Page excerpt:
Sure, Phil. I'm actually really excited about the Workspace right now. Like you said, we've seen really solid growth in this business on a recognized basis, even though 71% of the mix last quarter came via subscription and that's -- when I like quote those numbers, those are new product mix. And so there's two things going on. I mean, we have been leading the market for years around desktop and app virtualization, just pure virtualization. And I think that part of the overall business is seeing a nice resurgence in the last couple of years because customers are really focused on mobility and security and those types of opportunities. But really what's most important for us and probably most exciting is the message that we're driving with customers right now about the intelligent Workspace and how we can move those capabilities, not just for those users that are focused on virtualization, but really add value to everybody inside the enterprise. And we introduced a number of those capabilities in -- at our Synergy Conference couple of months ago, we'll be shipping those in the back half of the year. So I think our message is resonating and it will allow us over a long period of time to really expand our available TAM, drive incremental penetration within our installed base and also look for net new customers that really are not using any form of virtualization. So that's where we're taking the product line. And that one is clearly leading the subscription transition. And I would expect it to be close to 80% by the end of the year.

Phil Winslow -- Wells Fargo -- Analyst

Got it. Thanks. And then just a follow up, as you mentioned, Synergy, obviously, there were some significant announcements with Microsoft out of Synergy and including Brad Anderson kind of unofficially announcing the renewal of that partnership. Can you give us an update on just the partnership with Microsoft, particularly the new products that are coming up?

David J. Henshall -- President and Chief Executive Officer

Yeah. I'd say, all in the partnerships is strong as it's been in 20 years. And that's for a couple of reasons. One, we have really good alignment in the field when we're working with customers. A lot of customers are going through major projects like O365, Azure transformations, lots of bigger projects. And we've -- we can joint sell with Microsoft and really help support a lot of those capabilities. And so that's been very positive. In the longer term, that's a huge opportunity for customers to continue to move their Citrix workloads on to Azure or one of the other major cloud properties, and that's why we work so well with them.

Specific to your question about individual products, yes, Brad was with us at Synergy and we announced a number of new things. For example, the support of their new platform, which they call Windows Virtual Desktop. And now we've integrated that with Citrix Cloud, so that customers can look at that as one more place to run their workloads, giving them really unprecedented flexibility across Citrix Cloud. We also announced the Citrix Managed Desktops, which is really a DaaS service sitting on top of that platform and we're doing that with Microsoft and we'll be able to bundle Azure capacity and really create a clean turnkey. We also announced a number of other areas and I'm sure I'm going to forget all of them. But optimizations for Windows -- excuse me, for Office 365, for SD-WAN, we can do a lot of really cool things to accelerate the performance of Office. HDX optimizations for teams, SD-WAN more broadly for Windows Virtual Desktop, adding performance and resiliency, as well as a number of other areas. So I'd say the partnership is as broad as it's certainly been in any time in my 17 years.

Phil Winslow -- Wells Fargo -- Analyst

Great. Thanks, guys.

David J. Henshall -- President and Chief Executive Officer

You bet.

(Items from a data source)
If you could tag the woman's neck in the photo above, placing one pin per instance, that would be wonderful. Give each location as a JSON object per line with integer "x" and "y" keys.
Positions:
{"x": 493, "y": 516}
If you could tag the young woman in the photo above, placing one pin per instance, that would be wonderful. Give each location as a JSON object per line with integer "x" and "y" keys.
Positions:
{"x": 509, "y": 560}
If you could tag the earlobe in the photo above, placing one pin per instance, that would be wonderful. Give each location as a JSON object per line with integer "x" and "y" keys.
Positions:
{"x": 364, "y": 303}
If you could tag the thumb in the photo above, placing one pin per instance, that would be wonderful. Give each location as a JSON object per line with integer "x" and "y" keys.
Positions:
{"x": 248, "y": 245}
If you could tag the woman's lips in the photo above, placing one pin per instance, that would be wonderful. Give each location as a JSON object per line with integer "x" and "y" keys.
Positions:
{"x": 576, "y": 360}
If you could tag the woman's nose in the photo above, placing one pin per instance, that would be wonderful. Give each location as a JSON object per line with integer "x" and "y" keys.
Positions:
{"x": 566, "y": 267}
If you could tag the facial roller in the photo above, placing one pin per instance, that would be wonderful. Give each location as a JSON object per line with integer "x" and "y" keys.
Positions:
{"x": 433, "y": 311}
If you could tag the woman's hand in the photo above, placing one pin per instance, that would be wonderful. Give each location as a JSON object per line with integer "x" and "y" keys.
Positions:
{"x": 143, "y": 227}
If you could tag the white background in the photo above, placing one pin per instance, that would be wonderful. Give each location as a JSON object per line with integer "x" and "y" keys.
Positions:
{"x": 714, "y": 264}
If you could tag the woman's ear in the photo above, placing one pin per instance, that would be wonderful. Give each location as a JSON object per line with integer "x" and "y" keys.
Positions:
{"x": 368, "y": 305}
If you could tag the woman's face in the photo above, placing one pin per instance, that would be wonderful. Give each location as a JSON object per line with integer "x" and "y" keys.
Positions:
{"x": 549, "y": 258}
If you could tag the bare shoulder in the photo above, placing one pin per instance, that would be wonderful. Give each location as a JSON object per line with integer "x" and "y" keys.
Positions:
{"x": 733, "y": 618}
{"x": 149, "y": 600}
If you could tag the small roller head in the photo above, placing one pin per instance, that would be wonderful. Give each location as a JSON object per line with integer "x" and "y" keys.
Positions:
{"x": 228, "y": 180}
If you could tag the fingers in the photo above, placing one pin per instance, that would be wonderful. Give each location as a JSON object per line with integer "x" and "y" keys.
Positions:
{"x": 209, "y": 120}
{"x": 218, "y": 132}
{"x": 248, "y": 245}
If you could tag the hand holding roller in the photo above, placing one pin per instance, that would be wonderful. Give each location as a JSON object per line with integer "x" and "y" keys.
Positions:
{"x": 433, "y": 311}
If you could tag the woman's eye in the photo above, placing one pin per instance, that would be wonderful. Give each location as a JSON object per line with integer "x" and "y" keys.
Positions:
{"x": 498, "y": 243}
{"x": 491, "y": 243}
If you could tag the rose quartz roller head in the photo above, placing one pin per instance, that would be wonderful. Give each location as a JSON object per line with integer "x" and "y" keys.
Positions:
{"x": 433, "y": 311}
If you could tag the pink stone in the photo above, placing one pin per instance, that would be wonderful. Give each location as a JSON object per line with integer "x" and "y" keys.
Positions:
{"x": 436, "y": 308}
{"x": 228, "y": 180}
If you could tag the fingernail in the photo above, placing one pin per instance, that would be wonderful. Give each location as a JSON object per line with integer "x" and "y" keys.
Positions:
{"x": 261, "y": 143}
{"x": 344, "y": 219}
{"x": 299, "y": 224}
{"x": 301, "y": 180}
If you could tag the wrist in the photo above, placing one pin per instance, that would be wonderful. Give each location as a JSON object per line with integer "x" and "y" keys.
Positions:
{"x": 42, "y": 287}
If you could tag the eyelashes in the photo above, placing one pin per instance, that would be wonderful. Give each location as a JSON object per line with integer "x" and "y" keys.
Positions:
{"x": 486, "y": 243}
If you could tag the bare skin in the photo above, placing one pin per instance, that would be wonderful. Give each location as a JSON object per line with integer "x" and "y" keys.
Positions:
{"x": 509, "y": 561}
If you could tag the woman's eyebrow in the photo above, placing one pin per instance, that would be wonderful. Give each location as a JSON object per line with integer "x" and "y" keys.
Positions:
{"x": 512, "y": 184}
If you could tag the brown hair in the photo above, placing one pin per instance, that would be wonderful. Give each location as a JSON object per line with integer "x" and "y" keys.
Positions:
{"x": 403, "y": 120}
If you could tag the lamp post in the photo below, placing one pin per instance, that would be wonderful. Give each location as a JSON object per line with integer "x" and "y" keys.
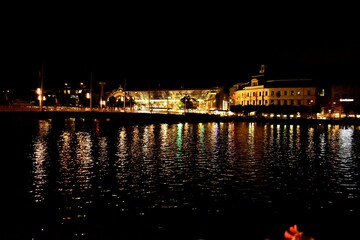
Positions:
{"x": 90, "y": 91}
{"x": 101, "y": 93}
{"x": 41, "y": 90}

What to do:
a. For each statement about the call transcript, answer yes or no and quote the words from the transcript that decide it: (i) 71% of the mix last quarter came via subscription; (ii) the new Workspace capabilities will ship in the first half of the year; (iii) Brad was at Synergy.
b. Name every person the call transcript identifies by full name.
c. Write out the passage of the call transcript that begins at the words "Yeah. I'd say, all" and ends after the words "well with them.".
These records come from a separate source.

Results for the exercise:
a.
(i) Yes: "71% of the mix last quarter came via subscription"
(ii) No: "we'll be shipping those in the back half of the year"
(iii) Yes: "Brad was with us at Synergy"

b. Phil Winslow, Brad Anderson, David J. Henshall

c.
Yeah. I'd say, all in the partnerships is strong as it's been in 20 years. And that's for a couple of reasons. One, we have really good alignment in the field when we're working with customers. A lot of customers are going through major projects like O365, Azure transformations, lots of bigger projects. And we've -- we can joint sell with Microsoft and really help support a lot of those capabilities. And so that's been very positive. In the longer term, that's a huge opportunity for customers to continue to move their Citrix workloads on to Azure or one of the other major cloud properties, and that's why we work so well with them.